For my MCA final year capstone project at PES University, I decided to build something that addresses this problem directly. DIAM — Decentralized Identity and Access Management — is a blockchain-based identity system that gives users cryptographic control over their credentials, enables selective disclosure through Zero Knowledge Proofs, and anchors verification data on the Ethereum blockchain so credentials cannot be forged.

This post is the story of building it: why I chose this problem, the security architecture behind the solution, the specific cybersecurity concepts the system implements, and what six months of building a real security system taught me that no lab, certification, or blog post could.

DIAM — Project At a Glance

ProjectDIAM: Decentralized Identity and Access Management System Using Blockchain

InstitutionPES University, Bengaluru — Department of Computer Applications, MCA

Student IDAmardeep M — PES1PG24CA014

PeriodFebruary 2026 – May 2026 (Capstone Phase 2)

BRIEF 1 -
Reproduce the part of the DIAM post that begins at the words "This post is" and stops after "blog post could.".
BRIEF 2 -
Summarize the DIAM post in two sentences.
BRIEF 3 -
Write what comes next in the DIAM post, picking up after its final line.

Region pointing data:
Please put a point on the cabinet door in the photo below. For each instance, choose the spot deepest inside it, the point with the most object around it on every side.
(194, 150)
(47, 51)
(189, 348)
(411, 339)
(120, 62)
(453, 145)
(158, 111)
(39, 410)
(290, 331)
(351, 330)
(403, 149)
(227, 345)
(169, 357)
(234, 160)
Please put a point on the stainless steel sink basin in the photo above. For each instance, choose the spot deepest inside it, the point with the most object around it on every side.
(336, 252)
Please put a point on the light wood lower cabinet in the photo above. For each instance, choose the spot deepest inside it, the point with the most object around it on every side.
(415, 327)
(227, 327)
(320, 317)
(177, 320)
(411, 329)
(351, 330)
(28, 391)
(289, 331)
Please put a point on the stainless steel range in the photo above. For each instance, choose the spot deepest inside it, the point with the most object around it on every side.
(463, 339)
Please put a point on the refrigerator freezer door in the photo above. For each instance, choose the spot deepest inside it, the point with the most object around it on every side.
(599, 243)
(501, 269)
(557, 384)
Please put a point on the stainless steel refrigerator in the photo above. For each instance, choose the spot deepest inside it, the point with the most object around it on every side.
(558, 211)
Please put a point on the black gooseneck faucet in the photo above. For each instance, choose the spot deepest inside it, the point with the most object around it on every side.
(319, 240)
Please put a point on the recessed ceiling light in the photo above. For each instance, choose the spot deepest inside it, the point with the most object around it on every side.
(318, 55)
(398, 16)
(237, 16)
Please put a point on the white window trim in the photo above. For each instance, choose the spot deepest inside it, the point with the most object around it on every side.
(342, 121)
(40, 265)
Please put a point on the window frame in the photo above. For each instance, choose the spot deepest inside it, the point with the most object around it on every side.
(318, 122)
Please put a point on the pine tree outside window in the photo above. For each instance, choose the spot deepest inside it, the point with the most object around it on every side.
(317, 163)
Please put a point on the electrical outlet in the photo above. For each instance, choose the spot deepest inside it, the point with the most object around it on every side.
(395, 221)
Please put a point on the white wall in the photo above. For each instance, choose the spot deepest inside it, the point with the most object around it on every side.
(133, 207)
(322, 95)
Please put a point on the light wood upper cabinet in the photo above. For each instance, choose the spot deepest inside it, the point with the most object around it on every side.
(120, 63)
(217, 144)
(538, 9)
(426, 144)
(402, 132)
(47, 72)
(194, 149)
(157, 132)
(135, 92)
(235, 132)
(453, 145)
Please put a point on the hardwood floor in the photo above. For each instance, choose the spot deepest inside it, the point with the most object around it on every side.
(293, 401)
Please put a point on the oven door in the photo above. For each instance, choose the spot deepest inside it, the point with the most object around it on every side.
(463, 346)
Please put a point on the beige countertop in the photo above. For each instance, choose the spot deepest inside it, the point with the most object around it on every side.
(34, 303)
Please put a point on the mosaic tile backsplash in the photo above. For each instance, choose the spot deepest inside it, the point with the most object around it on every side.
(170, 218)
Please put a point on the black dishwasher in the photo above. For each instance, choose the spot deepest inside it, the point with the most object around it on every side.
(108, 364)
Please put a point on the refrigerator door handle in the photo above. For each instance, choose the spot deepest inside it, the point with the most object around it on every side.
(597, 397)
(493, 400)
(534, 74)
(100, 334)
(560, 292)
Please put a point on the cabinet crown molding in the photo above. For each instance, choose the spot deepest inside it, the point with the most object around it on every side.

ANSWER 1 -
This post is the story of building it: why I chose this problem, the security architecture behind the solution, the specific cybersecurity concepts the system implements, and what six months of building a real security system taught me that no lab, certification, or blog post could.

ANSWER 2 -
For an MCA final year capstone project at PES University, the author built DIAM (Decentralized Identity and Access Management), a blockchain-based identity system that gives users cryptographic control over their credentials, supports selective disclosure through Zero Knowledge Proofs, and anchors verification data on the Ethereum blockchain so credentials cannot be forged. The post describes why the problem was chosen, the security architecture, the cybersecurity concepts the system implements, and the lessons learned from building it.

ANSWER 3 -
Plagiarism Score7% similarity index (Turnitin) — well below threshold

Ethereum Sepolia Solidity Smart Contracts Decentralised Identifiers (DID) Verifiable Credentials (VC) Zero Knowledge Proofs React.js Node.js + Express MongoDB Ethers.js QR Verification

What this post covers:

Why I chose this problem — the real security failures that motivated DIAM
The core problem: why centralised identity is a security disaster
The security architecture — every concept explained
Zero Knowledge Proofs — the hardest and most interesting part
Smart contracts in Solidity — what they do and why they matter
System architecture and what I built
Test results — 14 test cases, all passing
What building this taught me that studying security didn't

Why I Chose This Problem

The Motivation

I chose the DIAM problem for two reasons that converged in the same week in January 2026.

The first: I had just been targeted by a social engineering scam — a fake recruiter on LinkedIn who, after two weeks of a convincing interview process, asked for my Aadhaar card and a selfie for "KYC verification." I wrote about it on this blog. What struck me afterward was not just the social engineering technique, but what the attacker intended to do with my Aadhaar data: open fraudulent accounts, take loans, register SIM cards. The entire fraud depends on the fact that Aadhaar verification requires you to hand over your full biometric identity data to prove something simple — like that you're an adult, or that you're a student.

The second: I was studying access control in my TryHackMe labs and reading about how most data breaches begin — through compromised identity systems where user credentials are stored centrally. One server gets breached, millions of records exposed. The architectural problem is the centralisation itself.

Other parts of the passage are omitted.